### Goals
1) Quote every phrase in the senior sermon post that gives a number of years.
2) Answer these questions about the senior sermon post:
(a) On what date was it posted?
(b) At this church, what is the usual routine when a senior from the youth group graduates?
(c) What job did the writer's mother get at Incarnation?
***** Selected extract
Tuesday, June 14, 2011

My Senior Sermon @ Church

 

So basically, at my church, whenever there is a senior from the youth group graduating, they typical routine is for that particular senior to give the sermon at church.  So…seeing as I am the only senior and I was the only person in my youth group…I was appointed the job…lucky me.

So here it is…for those of you who are interested…take a look…some of the references you probably won’t get unless you go to my church but I think it’s still pretty funny Smile.  Enjoy!

 

Six years ago, I was a Catholic. Wow, it felt good to get that off my chest. I was confirmed in the Catholic Church after going through six long years of dreaded CCD. Mind you…I did learn a lot in those six years about theology and the teachings of Jesus Christ; however…after receiving all of my sacraments as a Catholic, I just didn’t feel connected to the Catholic Church. As a little kid, we never really went to church much and never talked about God at home. Being at the age of curiosity, I always found myself pondering the ideas I had learned in CCD, and I always wondered what more was out there besides me. Who created it all? So, as you’d imagine, I sprang at the opportunity to learn when my mother got the job as “administrative assistant” here at Incarnation. I was a little weary about asking my mom to take me to church but as I started meeting all of the people here, and getting to know all of you, I finally worked up the courage to ask and really…the rest is history.
**********
***** Material provided
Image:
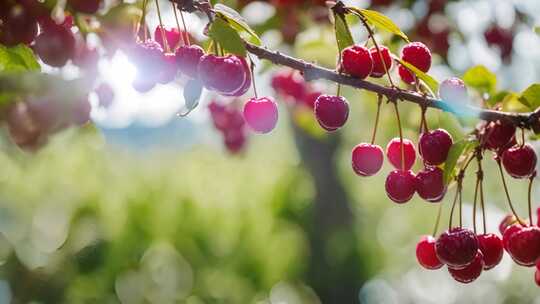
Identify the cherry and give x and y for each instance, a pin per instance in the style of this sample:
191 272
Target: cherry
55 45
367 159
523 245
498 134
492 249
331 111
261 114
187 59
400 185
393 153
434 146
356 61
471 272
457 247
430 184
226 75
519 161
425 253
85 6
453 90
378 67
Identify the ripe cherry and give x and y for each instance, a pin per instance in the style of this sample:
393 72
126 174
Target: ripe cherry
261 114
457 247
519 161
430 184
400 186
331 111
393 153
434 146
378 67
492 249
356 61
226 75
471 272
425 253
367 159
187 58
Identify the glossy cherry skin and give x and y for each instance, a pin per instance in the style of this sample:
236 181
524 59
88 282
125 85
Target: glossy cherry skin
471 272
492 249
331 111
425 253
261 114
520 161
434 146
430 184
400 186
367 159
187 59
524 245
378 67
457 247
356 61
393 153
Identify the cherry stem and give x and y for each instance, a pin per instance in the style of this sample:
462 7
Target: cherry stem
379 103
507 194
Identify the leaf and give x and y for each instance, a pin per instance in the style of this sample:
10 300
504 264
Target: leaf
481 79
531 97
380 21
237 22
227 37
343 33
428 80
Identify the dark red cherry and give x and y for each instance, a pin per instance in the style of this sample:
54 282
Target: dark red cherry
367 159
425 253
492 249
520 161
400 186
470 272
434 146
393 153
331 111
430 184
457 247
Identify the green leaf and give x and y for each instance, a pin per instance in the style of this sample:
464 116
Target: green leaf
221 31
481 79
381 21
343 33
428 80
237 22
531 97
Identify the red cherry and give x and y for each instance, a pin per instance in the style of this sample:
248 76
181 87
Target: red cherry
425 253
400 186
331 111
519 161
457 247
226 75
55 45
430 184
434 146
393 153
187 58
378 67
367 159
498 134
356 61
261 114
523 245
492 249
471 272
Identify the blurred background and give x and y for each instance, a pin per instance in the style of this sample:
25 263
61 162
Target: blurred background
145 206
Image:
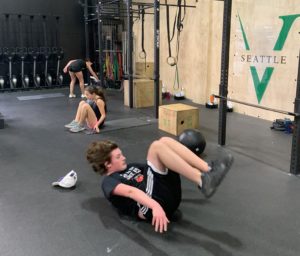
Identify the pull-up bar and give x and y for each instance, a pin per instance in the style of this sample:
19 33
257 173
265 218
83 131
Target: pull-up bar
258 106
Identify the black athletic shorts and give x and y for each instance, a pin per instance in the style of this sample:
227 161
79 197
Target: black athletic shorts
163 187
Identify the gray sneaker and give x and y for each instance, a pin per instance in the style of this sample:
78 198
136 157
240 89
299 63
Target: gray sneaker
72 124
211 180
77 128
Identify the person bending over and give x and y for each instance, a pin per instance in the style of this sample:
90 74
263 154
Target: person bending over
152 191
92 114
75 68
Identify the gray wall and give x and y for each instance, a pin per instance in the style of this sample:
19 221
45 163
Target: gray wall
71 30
**********
***** Material provided
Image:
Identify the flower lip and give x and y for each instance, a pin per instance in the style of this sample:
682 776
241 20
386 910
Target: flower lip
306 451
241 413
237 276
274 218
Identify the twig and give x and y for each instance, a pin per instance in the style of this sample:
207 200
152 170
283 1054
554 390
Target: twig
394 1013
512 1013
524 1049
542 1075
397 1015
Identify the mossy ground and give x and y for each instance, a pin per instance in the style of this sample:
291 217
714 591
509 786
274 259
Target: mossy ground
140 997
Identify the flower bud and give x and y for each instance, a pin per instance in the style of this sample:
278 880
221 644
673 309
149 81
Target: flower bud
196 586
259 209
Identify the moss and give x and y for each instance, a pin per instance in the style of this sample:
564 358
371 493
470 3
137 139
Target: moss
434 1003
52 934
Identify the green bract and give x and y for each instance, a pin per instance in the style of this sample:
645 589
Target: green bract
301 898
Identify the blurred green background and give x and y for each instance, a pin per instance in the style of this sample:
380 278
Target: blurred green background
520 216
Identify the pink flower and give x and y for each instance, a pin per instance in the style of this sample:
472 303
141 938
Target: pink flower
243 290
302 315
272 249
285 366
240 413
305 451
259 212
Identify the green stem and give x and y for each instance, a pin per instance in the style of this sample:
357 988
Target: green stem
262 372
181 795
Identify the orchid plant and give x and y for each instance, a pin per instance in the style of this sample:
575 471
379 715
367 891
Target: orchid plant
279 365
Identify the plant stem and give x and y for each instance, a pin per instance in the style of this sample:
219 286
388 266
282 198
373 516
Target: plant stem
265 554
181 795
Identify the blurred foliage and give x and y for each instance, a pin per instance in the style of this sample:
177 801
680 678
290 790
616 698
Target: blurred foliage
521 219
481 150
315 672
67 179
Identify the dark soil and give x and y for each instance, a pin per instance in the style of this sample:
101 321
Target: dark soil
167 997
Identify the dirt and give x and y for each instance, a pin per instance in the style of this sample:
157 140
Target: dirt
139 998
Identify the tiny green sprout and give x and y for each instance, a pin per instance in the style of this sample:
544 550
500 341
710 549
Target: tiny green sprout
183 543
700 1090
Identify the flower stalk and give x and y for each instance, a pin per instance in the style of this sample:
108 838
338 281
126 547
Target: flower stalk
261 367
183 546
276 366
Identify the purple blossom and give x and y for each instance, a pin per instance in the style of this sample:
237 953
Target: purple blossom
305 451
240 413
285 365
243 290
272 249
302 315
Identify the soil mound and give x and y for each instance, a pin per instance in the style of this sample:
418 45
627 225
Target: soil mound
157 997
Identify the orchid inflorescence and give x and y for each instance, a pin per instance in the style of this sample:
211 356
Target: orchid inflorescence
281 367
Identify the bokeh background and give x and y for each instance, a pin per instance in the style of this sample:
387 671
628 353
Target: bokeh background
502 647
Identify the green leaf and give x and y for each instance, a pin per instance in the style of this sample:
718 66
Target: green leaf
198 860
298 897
**********
***** Material provided
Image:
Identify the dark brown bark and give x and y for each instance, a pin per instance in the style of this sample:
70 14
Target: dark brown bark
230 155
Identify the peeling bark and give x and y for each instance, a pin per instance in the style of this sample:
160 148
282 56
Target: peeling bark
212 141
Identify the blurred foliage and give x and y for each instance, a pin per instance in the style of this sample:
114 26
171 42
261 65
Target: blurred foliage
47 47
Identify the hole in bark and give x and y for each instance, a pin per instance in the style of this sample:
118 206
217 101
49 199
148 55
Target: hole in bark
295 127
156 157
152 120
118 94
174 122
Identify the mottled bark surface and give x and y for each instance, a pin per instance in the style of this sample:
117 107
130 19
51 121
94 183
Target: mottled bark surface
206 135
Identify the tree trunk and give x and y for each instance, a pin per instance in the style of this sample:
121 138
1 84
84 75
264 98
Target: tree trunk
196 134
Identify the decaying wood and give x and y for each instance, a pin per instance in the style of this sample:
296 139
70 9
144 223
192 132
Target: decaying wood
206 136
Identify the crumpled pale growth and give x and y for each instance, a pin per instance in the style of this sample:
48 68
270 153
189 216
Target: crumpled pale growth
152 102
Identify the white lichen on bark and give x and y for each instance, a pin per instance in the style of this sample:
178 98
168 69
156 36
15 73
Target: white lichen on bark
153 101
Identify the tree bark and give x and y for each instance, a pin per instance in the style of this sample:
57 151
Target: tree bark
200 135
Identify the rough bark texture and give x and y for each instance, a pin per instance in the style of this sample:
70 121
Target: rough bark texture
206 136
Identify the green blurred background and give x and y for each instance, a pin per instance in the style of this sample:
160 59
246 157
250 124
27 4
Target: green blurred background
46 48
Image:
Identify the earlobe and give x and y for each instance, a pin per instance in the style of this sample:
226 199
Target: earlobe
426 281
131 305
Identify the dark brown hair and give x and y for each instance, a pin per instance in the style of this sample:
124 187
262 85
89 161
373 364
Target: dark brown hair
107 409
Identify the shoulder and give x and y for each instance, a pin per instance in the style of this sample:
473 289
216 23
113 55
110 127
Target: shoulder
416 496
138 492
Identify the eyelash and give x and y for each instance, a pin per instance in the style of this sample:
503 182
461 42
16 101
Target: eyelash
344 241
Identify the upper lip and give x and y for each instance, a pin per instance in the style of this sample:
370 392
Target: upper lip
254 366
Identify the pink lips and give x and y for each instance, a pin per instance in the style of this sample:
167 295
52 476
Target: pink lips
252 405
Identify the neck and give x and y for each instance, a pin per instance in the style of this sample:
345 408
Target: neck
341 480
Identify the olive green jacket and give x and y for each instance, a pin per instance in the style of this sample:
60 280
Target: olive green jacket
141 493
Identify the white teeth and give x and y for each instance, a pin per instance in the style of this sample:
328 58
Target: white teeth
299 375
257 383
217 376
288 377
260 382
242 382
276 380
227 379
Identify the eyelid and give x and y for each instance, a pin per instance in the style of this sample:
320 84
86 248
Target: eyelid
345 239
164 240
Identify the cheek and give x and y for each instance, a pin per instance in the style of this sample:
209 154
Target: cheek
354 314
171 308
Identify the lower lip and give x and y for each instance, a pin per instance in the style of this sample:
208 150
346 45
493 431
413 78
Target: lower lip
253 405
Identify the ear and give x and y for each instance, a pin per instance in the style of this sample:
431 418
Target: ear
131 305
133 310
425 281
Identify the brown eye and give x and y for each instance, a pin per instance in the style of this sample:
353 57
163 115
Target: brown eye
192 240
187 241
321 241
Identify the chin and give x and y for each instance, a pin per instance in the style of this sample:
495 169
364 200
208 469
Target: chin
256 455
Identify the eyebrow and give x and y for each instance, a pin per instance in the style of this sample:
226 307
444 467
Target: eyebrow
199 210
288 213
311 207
**********
### Answers provided
1)
- Six years ago
- six long years
- those six years

2)
(a) Tuesday, June 14, 2011
(b) That senior gives the sermon at church.
(c) Administrative assistant